__Given task A__:
In the overclocking forum thread, what minimum power supply wattage does greenbrucelee recommend?

# Can I overclock my computer



## Danxx25 (Aug 27, 2009)

Hey I would read all the other threads to get my imformation but I feel my computer could be different and I could get lost coping their ways so new thread for me is a must =p.

OP: Windows xp Home sp3 32bit
Mobo: ASUS P5N73-AM
Pro: Intel(R) Core(TM)2 Quad CPU Q6600 @2.40GHz 2.40GHz
External Clock 266 MHz
Max Speed 3800 MHz
Current Speed 2133 Mhz
RAM: 4 GB RAM running 3.25GB of RAM
Graphic card: Nvidia GeForce 9600 GSO 768MB
Current Display Mode: 1680 x 1050 (60Hz)
Power supply 450W with Fan
Directx 9

Computer case: ICute with big fan at front standard size at side door and back of the case

I'm sure I've gave you more then enough details all I want to know can I overclock and how can I overclock? ray:


----------



## greenbrucelee (Apr 24, 2007)

you can overclock any cpu but some manufacturers like dell lock the bios so you can't.

You could overclock your cpu but first I would suggest getting a better power supply as overclocking uses more voltages so you need a quality PSU I would recommend corsair TH series and Seasonic any model I would also suggest you go for atleast 650w too.

Second you are going to need a good cpu cooler, read some reviews to determin which one you want but the zalman 9700 is a good choice.

Third read the thread at the top of the overclocking forum called if you are new to overclocking read here for starters. It will tell you how to overclock

If you get stuck post back and I will try and help or one of the other members will.

__Listing__:
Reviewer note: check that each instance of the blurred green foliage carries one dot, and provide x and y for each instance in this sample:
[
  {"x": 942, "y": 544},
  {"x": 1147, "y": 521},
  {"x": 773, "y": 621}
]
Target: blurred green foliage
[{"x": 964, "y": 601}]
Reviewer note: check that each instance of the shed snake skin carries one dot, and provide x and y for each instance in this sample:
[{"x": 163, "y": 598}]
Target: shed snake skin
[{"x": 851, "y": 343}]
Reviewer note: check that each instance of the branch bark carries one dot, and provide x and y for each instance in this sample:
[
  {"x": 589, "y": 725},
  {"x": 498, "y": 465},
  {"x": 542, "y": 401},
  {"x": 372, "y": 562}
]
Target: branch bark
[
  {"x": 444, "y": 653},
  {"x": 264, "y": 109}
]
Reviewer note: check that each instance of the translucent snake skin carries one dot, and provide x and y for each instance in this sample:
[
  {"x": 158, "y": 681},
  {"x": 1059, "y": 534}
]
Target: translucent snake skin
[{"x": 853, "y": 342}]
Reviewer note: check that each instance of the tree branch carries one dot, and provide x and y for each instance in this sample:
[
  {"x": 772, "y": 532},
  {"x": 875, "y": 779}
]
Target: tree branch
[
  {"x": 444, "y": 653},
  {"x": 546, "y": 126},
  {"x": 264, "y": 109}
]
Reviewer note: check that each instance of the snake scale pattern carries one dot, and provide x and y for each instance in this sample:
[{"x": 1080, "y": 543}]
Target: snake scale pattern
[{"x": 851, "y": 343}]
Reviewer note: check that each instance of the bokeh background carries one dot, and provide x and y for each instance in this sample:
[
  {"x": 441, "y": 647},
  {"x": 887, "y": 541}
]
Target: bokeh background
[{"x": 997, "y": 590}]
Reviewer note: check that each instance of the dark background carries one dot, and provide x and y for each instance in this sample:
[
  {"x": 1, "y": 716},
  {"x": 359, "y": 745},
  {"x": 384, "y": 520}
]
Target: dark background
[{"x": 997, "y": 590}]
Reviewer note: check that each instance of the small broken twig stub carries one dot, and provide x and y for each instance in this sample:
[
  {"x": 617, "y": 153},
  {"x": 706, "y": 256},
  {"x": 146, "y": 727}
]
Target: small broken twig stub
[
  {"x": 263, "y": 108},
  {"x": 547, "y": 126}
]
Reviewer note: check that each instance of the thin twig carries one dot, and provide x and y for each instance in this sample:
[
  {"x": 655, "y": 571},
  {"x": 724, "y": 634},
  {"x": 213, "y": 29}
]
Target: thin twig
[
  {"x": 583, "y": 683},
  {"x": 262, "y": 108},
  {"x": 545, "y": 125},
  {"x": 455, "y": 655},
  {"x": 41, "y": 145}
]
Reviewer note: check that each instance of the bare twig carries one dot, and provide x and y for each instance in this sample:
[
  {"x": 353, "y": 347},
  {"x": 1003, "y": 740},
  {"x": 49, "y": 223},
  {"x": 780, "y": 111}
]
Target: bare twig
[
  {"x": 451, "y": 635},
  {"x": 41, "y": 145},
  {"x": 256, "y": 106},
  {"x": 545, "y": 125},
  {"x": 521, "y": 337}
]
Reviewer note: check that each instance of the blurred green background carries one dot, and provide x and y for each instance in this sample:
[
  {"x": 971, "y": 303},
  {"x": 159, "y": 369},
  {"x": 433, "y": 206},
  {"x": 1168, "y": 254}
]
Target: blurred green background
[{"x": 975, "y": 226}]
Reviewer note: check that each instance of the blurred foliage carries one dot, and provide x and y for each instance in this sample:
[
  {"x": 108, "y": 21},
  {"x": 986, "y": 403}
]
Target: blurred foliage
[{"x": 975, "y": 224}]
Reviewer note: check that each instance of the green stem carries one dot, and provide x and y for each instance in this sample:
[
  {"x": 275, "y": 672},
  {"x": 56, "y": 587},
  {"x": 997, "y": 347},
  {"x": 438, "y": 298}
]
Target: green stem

__Given task B__:
Copy the records word for word, from the line containing "Reviewer note: check that each instance of the dark" through the end of the records, both ends included.

__Full response A__:
At least 650W.

__Full response B__:
Reviewer note: check that each instance of the dark background carries one dot, and provide x and y for each instance in this sample:
[
  {"x": 1, "y": 716},
  {"x": 359, "y": 745},
  {"x": 384, "y": 520}
]
Target: dark background
[{"x": 997, "y": 590}]
Reviewer note: check that each instance of the small broken twig stub carries one dot, and provide x and y for each instance in this sample:
[
  {"x": 617, "y": 153},
  {"x": 706, "y": 256},
  {"x": 146, "y": 727}
]
Target: small broken twig stub
[
  {"x": 263, "y": 108},
  {"x": 547, "y": 126}
]
Reviewer note: check that each instance of the thin twig carries one dot, and provide x and y for each instance in this sample:
[
  {"x": 655, "y": 571},
  {"x": 724, "y": 634},
  {"x": 213, "y": 29}
]
Target: thin twig
[
  {"x": 583, "y": 683},
  {"x": 262, "y": 108},
  {"x": 545, "y": 125},
  {"x": 455, "y": 655},
  {"x": 41, "y": 145}
]
Reviewer note: check that each instance of the bare twig carries one dot, and provide x and y for each instance in this sample:
[
  {"x": 353, "y": 347},
  {"x": 1003, "y": 740},
  {"x": 49, "y": 223},
  {"x": 780, "y": 111}
]
Target: bare twig
[
  {"x": 451, "y": 635},
  {"x": 41, "y": 145},
  {"x": 256, "y": 106},
  {"x": 545, "y": 125},
  {"x": 521, "y": 337}
]
Reviewer note: check that each instance of the blurred green background carries one dot, and provide x and y for each instance in this sample:
[
  {"x": 971, "y": 303},
  {"x": 159, "y": 369},
  {"x": 433, "y": 206},
  {"x": 1168, "y": 254}
]
Target: blurred green background
[{"x": 975, "y": 226}]
Reviewer note: check that each instance of the blurred foliage carries one dot, and provide x and y for each instance in this sample:
[
  {"x": 108, "y": 21},
  {"x": 986, "y": 403}
]
Target: blurred foliage
[{"x": 975, "y": 224}]
Reviewer note: check that each instance of the green stem carries one dot, and provide x and y for each instance in this sample:
[
  {"x": 275, "y": 672},
  {"x": 56, "y": 587},
  {"x": 997, "y": 347},
  {"x": 438, "y": 298}
]
Target: green stem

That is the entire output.